→ **What you need to do**
Can you put all of the entries below into a numbered list, leaving out any blank lines?

Dataset items
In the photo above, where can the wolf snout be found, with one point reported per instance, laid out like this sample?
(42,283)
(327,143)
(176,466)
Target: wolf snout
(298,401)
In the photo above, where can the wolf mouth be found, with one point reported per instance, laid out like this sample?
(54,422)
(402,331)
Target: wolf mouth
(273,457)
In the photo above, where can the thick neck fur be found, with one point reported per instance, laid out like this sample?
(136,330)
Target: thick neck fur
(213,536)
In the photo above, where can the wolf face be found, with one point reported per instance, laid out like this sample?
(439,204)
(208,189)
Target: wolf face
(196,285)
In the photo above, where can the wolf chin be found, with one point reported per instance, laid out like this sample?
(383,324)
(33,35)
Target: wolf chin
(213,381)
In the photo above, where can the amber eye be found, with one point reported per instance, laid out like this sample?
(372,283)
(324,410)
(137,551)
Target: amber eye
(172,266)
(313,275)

→ **Output for this task**
1. In the photo above, where can the wolf snout be found, with one point reported per instance, laid out like this sample?
2. (42,283)
3. (327,143)
4. (176,466)
5. Target: wolf snout
6. (298,401)
7. In the photo above, where can the wolf mouth be found, with one point reported per instance, laid out like this sample?
8. (54,422)
9. (402,331)
10. Target: wolf mouth
11. (273,457)
12. In the photo above, where can the thick neck fur be found, with one point reported per instance, laid out like this sample?
13. (136,330)
14. Target: thick neck fur
15. (213,536)
16. In the photo above, where can the wolf face be found, with one point reported per instance, laid out like this sample?
17. (439,204)
18. (208,189)
19. Target: wolf face
20. (196,285)
21. In the photo above, where can the wolf chin be found, with one point reported per instance, laid out like this sample?
22. (383,324)
23. (33,35)
24. Target: wolf chin
25. (213,381)
26. In the photo above, where can the amber eye be found, with one point reported per instance, laid out like this sample?
27. (372,283)
28. (324,410)
29. (137,551)
30. Target: amber eye
31. (172,266)
32. (313,275)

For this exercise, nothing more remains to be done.